* **AIM**:
Copy out everything from the line containing "of the white" down to the line containing "[[25, 468], [310, 462]]", substituting "service" for "endpoint" and changing nothing else.

* **SOURCE RECORDS**:
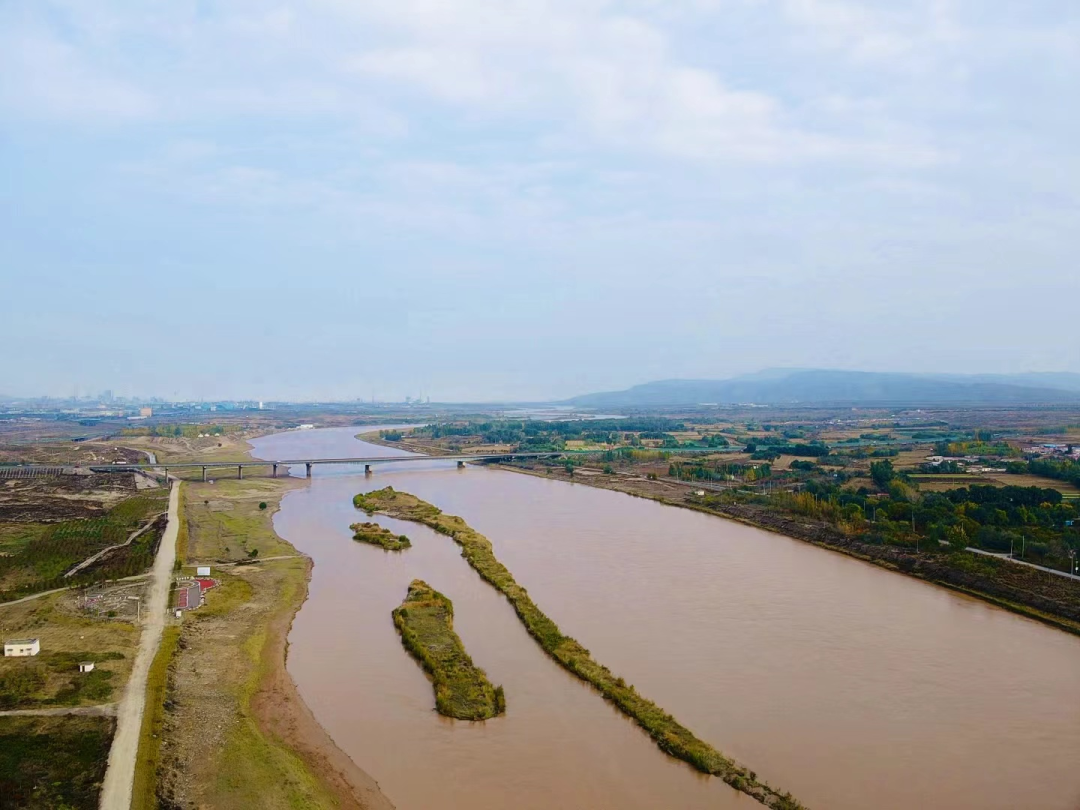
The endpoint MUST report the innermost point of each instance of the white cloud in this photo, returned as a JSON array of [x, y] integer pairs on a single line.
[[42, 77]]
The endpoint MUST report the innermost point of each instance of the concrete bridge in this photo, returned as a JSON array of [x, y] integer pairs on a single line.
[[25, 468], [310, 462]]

--

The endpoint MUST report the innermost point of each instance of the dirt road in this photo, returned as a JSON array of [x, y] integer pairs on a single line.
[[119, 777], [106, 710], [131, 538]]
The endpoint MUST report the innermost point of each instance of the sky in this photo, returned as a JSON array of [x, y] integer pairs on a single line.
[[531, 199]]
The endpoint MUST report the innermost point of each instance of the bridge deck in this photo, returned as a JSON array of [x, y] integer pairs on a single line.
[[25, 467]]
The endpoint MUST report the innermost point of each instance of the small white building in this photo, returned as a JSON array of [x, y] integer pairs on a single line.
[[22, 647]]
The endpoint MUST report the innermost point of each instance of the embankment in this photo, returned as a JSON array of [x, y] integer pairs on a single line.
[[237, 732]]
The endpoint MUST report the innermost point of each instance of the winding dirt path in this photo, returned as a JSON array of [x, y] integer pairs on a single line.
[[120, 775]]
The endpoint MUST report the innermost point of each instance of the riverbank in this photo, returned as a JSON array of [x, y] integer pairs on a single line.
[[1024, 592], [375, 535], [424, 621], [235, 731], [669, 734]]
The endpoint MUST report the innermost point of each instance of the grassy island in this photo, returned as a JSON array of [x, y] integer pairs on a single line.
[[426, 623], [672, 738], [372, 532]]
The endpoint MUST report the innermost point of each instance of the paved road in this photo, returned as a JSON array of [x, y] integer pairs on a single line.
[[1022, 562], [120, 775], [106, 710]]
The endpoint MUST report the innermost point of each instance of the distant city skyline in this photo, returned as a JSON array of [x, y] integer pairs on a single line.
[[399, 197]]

...

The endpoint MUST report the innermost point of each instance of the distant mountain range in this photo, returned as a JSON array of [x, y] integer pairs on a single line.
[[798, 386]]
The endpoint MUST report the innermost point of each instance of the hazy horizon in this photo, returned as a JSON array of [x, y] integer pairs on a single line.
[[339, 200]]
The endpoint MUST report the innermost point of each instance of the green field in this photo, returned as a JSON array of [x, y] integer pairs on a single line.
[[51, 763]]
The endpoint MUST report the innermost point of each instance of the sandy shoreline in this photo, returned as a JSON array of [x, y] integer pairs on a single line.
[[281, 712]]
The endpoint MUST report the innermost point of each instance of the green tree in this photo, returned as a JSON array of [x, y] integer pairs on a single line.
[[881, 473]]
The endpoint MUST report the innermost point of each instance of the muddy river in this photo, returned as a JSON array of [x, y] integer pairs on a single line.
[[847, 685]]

* **CORRECT RESULT**:
The service MUST report the innermost point of each instance of the white cloud in this photo, returned as a JSON array of [x, y] integer pairs on a single line.
[[42, 77]]
The service MUST report the innermost point of each instance of the concrete bridge in this photo, returned as a JSON array of [x, y] integer pairs on a single line.
[[25, 468], [310, 462]]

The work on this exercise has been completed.